• _WORK TO BE COMPLETED_: Reproduce every line from the start of the records through the line containing "1056 498 L 1072", both included. Leave the requests and their sample paths unchanged, but scale each coordinate in the answer paths by 2.35 and round it to a whole number, with halves rounded up.

(Stored data entries)
##########
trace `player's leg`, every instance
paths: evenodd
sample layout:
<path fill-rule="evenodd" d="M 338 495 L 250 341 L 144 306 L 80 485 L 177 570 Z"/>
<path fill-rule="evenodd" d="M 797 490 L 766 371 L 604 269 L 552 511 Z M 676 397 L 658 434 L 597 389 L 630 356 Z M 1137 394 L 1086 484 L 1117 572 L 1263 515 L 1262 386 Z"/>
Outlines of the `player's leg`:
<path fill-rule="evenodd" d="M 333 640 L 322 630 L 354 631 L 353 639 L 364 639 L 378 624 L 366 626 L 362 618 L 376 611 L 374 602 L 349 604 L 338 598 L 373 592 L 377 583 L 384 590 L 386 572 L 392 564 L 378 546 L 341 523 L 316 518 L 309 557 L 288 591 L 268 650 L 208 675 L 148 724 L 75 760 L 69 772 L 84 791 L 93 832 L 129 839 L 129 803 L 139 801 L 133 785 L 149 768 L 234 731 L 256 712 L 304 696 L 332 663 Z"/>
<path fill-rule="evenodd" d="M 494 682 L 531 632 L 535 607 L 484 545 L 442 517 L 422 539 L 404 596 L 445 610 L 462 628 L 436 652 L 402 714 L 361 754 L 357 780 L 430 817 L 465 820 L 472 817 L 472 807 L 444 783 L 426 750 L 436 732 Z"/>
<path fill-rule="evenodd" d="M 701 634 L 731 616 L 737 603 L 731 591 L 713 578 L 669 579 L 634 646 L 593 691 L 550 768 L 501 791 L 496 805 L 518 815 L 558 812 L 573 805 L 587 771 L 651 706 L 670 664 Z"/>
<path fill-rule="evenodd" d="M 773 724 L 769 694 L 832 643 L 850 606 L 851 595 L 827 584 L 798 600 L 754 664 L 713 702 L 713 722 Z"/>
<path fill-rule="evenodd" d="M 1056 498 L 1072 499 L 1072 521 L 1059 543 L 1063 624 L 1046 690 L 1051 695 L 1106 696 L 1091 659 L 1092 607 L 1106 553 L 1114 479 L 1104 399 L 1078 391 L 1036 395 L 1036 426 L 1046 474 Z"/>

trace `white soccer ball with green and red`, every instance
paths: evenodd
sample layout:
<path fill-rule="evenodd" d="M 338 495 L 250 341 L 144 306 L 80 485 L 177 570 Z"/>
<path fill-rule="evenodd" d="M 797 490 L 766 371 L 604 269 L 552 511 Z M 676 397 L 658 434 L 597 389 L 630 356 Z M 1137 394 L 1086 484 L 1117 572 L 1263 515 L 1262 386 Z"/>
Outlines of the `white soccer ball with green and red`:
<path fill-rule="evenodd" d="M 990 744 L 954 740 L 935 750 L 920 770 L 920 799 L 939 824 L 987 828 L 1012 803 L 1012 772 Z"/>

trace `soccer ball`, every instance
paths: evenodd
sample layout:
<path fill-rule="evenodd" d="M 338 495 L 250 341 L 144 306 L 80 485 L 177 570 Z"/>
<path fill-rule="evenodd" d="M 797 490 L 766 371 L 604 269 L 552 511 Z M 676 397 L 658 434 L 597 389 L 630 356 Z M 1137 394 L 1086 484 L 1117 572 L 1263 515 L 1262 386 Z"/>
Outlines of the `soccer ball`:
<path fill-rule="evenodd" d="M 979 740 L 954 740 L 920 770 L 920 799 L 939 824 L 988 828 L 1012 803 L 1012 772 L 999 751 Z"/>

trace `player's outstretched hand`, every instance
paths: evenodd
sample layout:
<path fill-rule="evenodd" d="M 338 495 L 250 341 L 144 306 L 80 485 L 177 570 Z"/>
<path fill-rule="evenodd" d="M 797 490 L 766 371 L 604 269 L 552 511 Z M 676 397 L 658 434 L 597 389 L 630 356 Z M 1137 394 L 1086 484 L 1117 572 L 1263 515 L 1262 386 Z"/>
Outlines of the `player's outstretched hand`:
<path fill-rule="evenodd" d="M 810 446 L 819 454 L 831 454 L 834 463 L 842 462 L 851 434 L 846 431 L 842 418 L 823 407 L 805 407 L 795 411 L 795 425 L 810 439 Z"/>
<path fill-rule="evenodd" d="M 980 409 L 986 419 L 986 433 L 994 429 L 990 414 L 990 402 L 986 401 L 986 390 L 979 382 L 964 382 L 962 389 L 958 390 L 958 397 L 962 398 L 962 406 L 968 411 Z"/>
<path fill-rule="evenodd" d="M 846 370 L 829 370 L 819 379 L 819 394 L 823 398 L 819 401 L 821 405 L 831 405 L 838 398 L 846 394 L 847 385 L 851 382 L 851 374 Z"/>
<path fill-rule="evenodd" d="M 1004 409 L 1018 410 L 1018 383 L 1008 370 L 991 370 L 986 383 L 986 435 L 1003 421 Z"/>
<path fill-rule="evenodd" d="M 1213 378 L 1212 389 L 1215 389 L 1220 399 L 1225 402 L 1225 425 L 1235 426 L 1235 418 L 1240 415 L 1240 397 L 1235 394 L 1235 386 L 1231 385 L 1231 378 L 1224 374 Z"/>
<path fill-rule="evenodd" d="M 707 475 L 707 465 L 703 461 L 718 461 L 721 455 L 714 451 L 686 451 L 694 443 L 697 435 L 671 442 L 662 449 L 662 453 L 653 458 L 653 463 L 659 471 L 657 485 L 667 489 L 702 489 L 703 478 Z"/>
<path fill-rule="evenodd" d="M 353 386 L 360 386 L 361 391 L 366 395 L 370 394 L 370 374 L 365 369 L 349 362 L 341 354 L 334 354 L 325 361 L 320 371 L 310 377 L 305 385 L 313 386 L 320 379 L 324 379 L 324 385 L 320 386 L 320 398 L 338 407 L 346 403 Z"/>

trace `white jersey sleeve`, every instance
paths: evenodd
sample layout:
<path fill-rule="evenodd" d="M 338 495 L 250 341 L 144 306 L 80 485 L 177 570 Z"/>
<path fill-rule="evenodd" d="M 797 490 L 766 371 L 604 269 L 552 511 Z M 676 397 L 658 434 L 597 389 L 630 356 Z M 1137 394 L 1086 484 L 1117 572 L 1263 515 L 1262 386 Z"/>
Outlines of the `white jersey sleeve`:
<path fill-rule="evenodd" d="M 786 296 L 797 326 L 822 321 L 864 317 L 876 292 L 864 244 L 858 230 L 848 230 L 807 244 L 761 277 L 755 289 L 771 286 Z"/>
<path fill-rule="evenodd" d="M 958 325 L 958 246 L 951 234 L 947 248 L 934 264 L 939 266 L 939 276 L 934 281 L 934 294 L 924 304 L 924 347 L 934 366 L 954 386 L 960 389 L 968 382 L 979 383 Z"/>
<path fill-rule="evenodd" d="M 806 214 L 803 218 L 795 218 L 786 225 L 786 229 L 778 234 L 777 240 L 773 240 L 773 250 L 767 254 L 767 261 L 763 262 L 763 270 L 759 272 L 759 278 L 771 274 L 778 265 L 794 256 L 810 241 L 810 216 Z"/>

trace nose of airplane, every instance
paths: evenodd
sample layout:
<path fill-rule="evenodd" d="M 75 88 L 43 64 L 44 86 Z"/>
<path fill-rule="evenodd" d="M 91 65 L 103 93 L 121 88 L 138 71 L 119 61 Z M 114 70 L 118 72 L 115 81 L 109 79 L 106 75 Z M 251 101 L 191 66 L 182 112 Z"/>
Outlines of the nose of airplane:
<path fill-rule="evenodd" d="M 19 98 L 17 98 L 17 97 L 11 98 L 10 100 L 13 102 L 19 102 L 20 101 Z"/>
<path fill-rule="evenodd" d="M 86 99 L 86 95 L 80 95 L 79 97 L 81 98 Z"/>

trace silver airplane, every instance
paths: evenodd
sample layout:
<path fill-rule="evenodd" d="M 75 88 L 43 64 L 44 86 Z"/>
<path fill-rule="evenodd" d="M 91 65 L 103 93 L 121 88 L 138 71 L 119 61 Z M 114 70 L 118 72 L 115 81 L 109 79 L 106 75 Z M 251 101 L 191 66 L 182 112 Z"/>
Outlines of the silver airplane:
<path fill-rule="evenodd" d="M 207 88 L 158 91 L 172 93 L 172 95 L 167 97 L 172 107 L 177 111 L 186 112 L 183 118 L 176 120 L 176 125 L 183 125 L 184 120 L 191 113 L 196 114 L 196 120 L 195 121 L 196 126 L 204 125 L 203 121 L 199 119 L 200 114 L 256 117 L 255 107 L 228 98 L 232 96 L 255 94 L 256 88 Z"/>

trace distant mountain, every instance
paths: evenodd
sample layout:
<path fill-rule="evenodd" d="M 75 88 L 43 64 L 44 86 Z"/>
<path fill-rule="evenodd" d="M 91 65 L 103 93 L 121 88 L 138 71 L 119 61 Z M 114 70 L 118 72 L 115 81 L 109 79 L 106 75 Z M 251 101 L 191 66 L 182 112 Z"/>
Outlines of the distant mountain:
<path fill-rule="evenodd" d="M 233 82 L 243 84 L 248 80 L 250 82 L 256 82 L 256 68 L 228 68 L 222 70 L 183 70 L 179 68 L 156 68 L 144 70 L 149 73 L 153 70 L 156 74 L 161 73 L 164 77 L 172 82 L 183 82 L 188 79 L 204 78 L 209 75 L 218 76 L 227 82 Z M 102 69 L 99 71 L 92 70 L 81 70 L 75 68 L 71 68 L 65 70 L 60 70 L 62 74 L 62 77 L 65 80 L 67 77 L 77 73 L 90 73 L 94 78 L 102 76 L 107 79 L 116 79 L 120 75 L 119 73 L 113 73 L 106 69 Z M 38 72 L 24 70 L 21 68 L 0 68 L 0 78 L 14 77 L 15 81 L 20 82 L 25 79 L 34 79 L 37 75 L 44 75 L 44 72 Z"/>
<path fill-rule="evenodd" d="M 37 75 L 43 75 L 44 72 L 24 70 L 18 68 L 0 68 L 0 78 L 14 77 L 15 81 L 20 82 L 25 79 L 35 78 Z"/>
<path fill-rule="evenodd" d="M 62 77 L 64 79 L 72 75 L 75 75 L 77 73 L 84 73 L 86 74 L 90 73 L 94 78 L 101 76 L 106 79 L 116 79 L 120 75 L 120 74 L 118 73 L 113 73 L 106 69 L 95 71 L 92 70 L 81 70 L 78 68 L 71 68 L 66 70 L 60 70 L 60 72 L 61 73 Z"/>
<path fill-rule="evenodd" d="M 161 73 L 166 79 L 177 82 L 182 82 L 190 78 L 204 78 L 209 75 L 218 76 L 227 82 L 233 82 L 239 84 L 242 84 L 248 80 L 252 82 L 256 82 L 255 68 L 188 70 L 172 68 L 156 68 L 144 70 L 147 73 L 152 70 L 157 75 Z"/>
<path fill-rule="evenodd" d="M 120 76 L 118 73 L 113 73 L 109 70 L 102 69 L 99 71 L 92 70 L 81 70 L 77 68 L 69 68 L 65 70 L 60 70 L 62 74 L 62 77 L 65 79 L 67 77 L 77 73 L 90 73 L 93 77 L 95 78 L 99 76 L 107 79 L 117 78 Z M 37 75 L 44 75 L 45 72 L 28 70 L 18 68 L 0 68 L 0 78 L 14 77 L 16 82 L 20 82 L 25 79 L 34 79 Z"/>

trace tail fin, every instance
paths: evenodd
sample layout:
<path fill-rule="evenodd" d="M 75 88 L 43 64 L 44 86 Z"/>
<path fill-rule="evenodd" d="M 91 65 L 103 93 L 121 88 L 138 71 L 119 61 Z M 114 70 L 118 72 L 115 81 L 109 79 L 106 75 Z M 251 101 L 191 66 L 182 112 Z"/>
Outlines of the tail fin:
##########
• _FULL ANSWER_:
trace `player's leg`, every instance
paths: evenodd
sample layout:
<path fill-rule="evenodd" d="M 338 495 L 250 341 L 144 306 L 80 485 L 177 570 Z"/>
<path fill-rule="evenodd" d="M 797 490 L 766 371 L 604 269 L 552 511 Z M 676 397 L 658 434 L 597 389 L 630 356 Z M 1137 394 L 1086 484 L 1117 572 L 1263 515 L 1262 386 Z"/>
Outlines of the `player's leg`:
<path fill-rule="evenodd" d="M 783 1504 L 757 1481 L 832 1483 L 830 1502 L 855 1502 L 888 1466 L 860 1471 L 851 1452 L 884 1436 L 879 1415 L 820 1419 L 794 1405 L 877 1391 L 886 1370 L 902 1387 L 907 1344 L 921 1325 L 888 1283 L 801 1229 L 743 1217 L 726 1309 L 677 1389 L 630 1528 L 489 1586 L 348 1701 L 176 1786 L 162 1814 L 197 1859 L 219 1955 L 303 1972 L 303 1887 L 327 1882 L 313 1845 L 350 1805 L 550 1718 L 602 1673 L 714 1636 L 780 1558 Z"/>
<path fill-rule="evenodd" d="M 1161 1603 L 1248 1485 L 1257 1426 L 1137 1281 L 1039 1215 L 992 1267 L 949 1401 L 1046 1434 L 1086 1476 L 1025 1532 L 945 1678 L 848 1772 L 839 1833 L 1011 1920 L 1093 1927 L 1109 1920 L 1109 1896 L 1043 1840 L 1001 1763 L 1025 1720 Z"/>
<path fill-rule="evenodd" d="M 1647 1490 L 1718 1448 L 1732 1417 L 1718 1389 L 1676 1358 L 1572 1361 L 1490 1518 L 1394 1624 L 1293 1805 L 1177 1859 L 1166 1892 L 1217 1915 L 1311 1908 L 1347 1892 L 1379 1812 L 1530 1659 L 1575 1560 Z"/>
<path fill-rule="evenodd" d="M 1817 1701 L 1807 1631 L 1955 1511 L 1998 1424 L 2000 1398 L 1943 1372 L 1875 1410 L 1772 1560 L 1676 1650 L 1676 1697 Z"/>
<path fill-rule="evenodd" d="M 2482 1170 L 2519 1173 L 2519 1224 L 2489 1276 L 2498 1466 L 2458 1622 L 2470 1633 L 2599 1636 L 2564 1549 L 2566 1426 L 2599 1300 L 2618 1126 L 2594 938 L 2533 919 L 2435 928 L 2435 1001 L 2458 1114 Z"/>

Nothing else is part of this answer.